STATED GOAL -
Format every line of the records below as a JSON list of strings, one string per line, with blank lines omitted. Leave the pictures out of the list.

RECORD EXTRACTS -

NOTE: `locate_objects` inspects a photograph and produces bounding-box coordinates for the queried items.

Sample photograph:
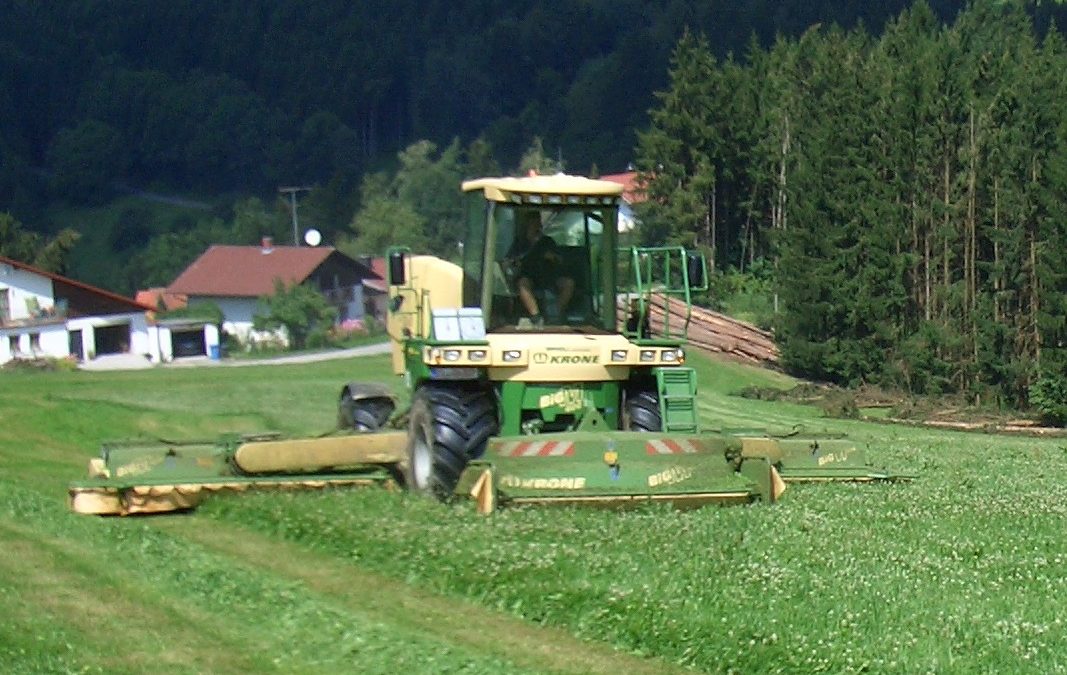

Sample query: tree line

[637,2,1067,404]
[0,0,977,217]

ANSWER FOR THIS EXERCISE -
[
  "NOTE: `locate_objects` inspects a photograph and produces bounding-box coordinates for the queried items.",
  "Sample photograph:",
  "Sample query: tree line",
  "[637,2,1067,404]",
  "[0,0,977,217]"
]